EXERCISE DETAILS: Could you copy the records below word for word, starting at the very beginning and ending with the line that contains "(1178, 247)", including that line?

RECORDS:
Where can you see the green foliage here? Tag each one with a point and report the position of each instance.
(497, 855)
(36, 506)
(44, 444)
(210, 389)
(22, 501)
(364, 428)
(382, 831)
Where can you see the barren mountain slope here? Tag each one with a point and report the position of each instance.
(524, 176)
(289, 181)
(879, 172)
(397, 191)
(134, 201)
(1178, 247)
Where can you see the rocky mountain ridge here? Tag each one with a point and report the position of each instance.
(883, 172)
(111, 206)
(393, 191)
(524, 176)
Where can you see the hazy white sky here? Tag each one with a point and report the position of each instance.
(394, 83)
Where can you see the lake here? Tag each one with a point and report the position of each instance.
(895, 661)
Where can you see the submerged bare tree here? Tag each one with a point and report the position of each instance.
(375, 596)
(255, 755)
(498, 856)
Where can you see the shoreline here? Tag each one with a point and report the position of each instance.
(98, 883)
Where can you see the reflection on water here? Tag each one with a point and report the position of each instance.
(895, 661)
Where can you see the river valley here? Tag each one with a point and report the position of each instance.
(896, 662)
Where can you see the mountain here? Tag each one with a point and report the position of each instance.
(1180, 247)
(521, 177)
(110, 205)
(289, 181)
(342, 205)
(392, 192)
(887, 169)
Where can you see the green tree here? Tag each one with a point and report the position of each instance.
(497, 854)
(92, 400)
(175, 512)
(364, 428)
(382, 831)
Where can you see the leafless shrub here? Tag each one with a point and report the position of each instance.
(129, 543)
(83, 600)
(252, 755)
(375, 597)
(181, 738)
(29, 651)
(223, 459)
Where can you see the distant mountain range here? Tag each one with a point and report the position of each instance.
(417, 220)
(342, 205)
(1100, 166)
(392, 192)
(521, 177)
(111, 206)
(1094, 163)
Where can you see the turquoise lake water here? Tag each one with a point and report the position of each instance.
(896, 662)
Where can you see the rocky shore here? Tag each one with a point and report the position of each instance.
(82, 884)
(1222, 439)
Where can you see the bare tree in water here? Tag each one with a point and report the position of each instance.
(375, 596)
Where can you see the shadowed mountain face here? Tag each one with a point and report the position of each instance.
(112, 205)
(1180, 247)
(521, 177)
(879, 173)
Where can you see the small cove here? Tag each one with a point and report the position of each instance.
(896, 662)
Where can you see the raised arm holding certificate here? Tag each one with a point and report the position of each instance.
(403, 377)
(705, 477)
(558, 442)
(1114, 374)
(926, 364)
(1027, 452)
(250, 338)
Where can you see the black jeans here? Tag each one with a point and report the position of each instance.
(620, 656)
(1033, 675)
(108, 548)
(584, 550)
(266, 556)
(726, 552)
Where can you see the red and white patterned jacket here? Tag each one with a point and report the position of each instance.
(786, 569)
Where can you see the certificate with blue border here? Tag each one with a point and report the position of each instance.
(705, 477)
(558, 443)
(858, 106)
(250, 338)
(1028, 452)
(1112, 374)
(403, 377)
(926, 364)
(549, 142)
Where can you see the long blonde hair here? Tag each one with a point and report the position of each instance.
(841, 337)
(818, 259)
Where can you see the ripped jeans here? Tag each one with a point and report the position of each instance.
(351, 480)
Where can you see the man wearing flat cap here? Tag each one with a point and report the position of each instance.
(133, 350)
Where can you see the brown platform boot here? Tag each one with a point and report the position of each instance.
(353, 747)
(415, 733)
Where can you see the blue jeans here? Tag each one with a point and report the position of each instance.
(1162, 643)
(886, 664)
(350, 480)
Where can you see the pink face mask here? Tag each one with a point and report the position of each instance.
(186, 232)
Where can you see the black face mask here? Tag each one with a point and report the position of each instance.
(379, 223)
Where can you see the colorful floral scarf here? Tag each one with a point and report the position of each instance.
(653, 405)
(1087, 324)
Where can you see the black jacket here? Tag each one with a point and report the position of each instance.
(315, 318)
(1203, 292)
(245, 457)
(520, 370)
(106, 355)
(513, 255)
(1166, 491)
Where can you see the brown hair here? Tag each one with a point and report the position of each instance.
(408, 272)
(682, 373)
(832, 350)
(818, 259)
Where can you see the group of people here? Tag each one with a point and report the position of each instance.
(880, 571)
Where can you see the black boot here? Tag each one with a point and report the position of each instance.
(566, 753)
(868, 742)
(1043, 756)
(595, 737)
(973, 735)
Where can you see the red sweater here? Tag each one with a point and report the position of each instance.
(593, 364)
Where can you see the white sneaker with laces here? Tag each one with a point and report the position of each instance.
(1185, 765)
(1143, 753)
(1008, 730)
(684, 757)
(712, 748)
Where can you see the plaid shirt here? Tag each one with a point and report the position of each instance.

WRITTEN RESPONSE:
Where can you see the green foliage here? Tag each one with a point and report the position of each instance.
(497, 855)
(36, 506)
(44, 444)
(210, 389)
(22, 501)
(364, 428)
(382, 831)
Where can you see the barren mountain slope here? Tag each one with a point and report the position of each instance.
(524, 176)
(289, 181)
(879, 172)
(397, 191)
(134, 201)
(1178, 247)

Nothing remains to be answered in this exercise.